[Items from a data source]
=====
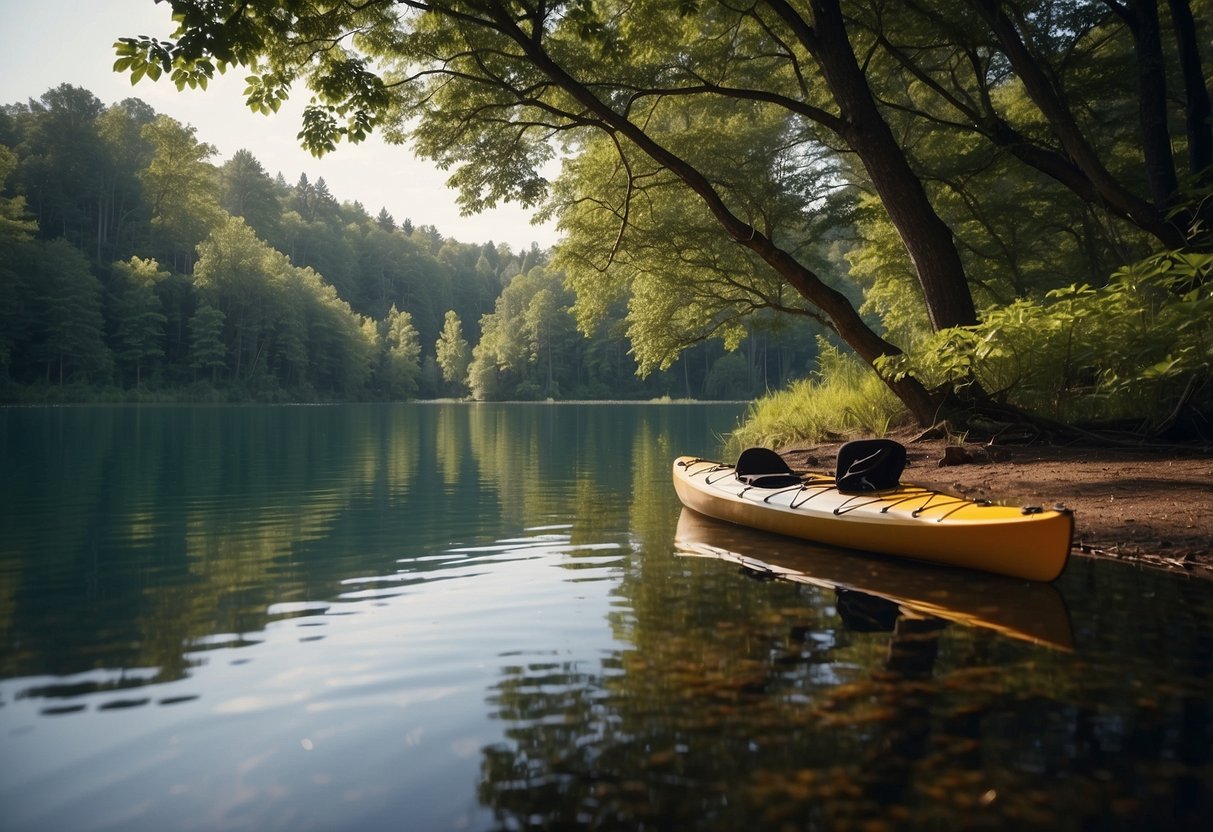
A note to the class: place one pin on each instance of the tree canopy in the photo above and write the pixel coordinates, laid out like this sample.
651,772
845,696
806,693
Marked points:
161,272
923,110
=====
Task prompt: Rewrite every line of the listing above as a numbered list, omitting blank lines and leaving out the pictures.

Written solution:
1. A note to the class: place one pin on each instance of the tree canopy in the photo above and write the pixel coordinates, laid out like this sample.
2. 651,772
3. 845,696
4. 806,693
5. Marked points:
6. 161,272
7. 923,110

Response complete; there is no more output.